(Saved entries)
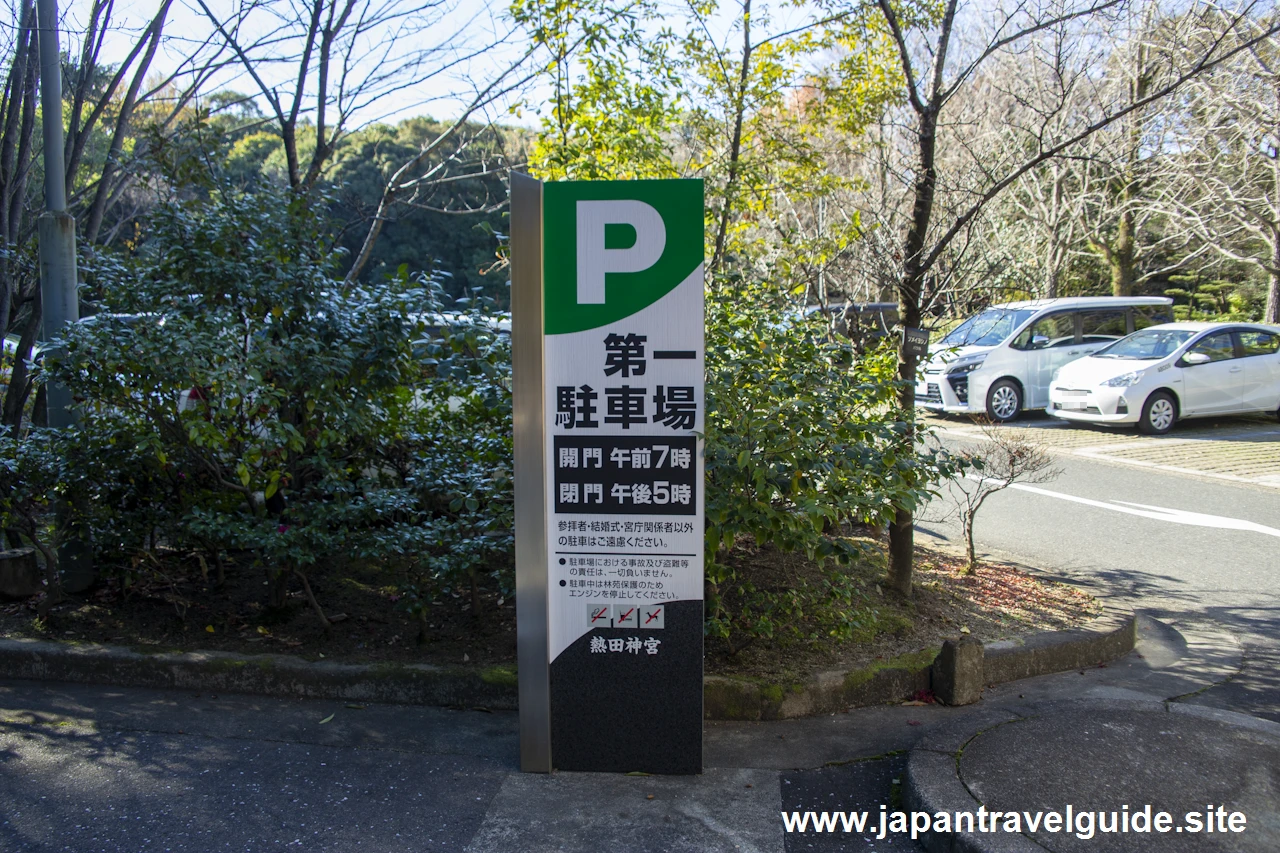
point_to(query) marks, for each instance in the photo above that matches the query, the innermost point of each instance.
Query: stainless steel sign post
(607, 323)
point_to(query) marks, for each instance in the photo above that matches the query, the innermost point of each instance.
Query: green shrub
(324, 423)
(803, 438)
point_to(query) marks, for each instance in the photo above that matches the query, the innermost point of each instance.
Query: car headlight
(1124, 381)
(969, 366)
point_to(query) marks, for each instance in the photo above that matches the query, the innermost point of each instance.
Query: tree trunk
(1272, 310)
(972, 566)
(901, 532)
(278, 589)
(1121, 256)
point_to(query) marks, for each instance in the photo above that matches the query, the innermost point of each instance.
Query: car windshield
(1147, 345)
(986, 329)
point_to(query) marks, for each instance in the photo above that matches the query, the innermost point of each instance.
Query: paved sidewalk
(120, 770)
(1118, 776)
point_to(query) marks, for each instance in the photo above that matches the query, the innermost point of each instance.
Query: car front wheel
(1159, 414)
(1004, 401)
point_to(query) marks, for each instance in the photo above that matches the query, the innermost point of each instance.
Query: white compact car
(1000, 361)
(1159, 375)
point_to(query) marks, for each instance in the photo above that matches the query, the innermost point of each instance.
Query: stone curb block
(1110, 635)
(263, 674)
(725, 698)
(932, 783)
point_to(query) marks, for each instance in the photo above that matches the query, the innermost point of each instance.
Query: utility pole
(58, 276)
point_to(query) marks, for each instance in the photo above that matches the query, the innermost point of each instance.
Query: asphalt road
(122, 770)
(1184, 548)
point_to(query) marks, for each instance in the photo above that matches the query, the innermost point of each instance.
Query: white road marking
(1159, 512)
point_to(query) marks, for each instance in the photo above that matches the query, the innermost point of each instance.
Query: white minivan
(1000, 361)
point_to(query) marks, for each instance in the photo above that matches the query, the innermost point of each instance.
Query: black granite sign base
(624, 711)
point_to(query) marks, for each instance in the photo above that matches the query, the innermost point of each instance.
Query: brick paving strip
(1243, 450)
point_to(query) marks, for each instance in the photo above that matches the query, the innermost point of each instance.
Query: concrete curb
(264, 674)
(1106, 638)
(725, 698)
(933, 784)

## PROBLEM DESCRIPTION
All of the records above should be written out exactly, with the pictures left out.

## RESPONSE TO THIS EXERCISE
point_to(query) marks, for each instance in the photo above that matches the query, the innermost point of each instance.
Query: stainless steel sign post
(607, 323)
point_to(query) marks, for each instance in the photo above that matches the query, the innermost point of each instance.
Query: green shrub
(324, 423)
(803, 438)
point_to(query) marks, for each instance in the photo above that matches the query, the innermost point of each instance.
Query: car headlight
(1124, 381)
(969, 366)
point_to(query) marks, for each instance in the photo above that matches the query, the innermost point of each instance.
Query: tree trunk
(1272, 310)
(972, 566)
(901, 532)
(278, 589)
(1121, 256)
point_to(query) marks, for each instance in the photo above that matches the query, the innermost point of each instance.
Query: car windshield
(1147, 345)
(986, 329)
point_to(query) marks, for each instance in the photo above that matches the query, the innermost point of each instance.
Query: paved sidewalk
(120, 770)
(1118, 776)
point_to(query) marks, for each instance in the photo above that matches the query, the innermost point of each instance.
Query: car front wheel
(1159, 414)
(1004, 401)
point_to(query) marks, for each instance in the photo above that matches the query, the innermost point of each instance.
Query: white compact car
(1000, 361)
(1159, 375)
point_to(query) marks, for each instance in the photo above that matches the query, the innermost point of each instance.
Query: stone curb block
(1110, 635)
(263, 674)
(725, 698)
(932, 783)
point_to(query) marks, for each instance in the photo above that matches the query, the innermost point of each instance.
Query: utility pole
(58, 276)
point_to(query) marks, for each instance in the photo above that matches the query, the innermost point of each instance.
Query: asphalt road
(122, 770)
(1184, 548)
point_to(query) marks, for each instance in the photo above that matches the query, the innermost point of each instance.
Query: white road marking
(1159, 512)
point_to(query) marks, for each instance in the photo above that matches the query, the innermost point of each instance.
Query: white minivan
(1000, 361)
point_to(query) marks, for each instance in the photo above that matches the query, the innermost point of each instance.
Query: black granite sign base
(624, 711)
point_to(query) marks, for each instance in the photo above that matches the query, the innermost point of each instance.
Query: brick paving strip
(1243, 450)
point_to(query) marks, for each instance in the photo above that matches the query, the innermost point of each instance.
Query: concrete curb
(264, 674)
(1106, 638)
(725, 698)
(933, 784)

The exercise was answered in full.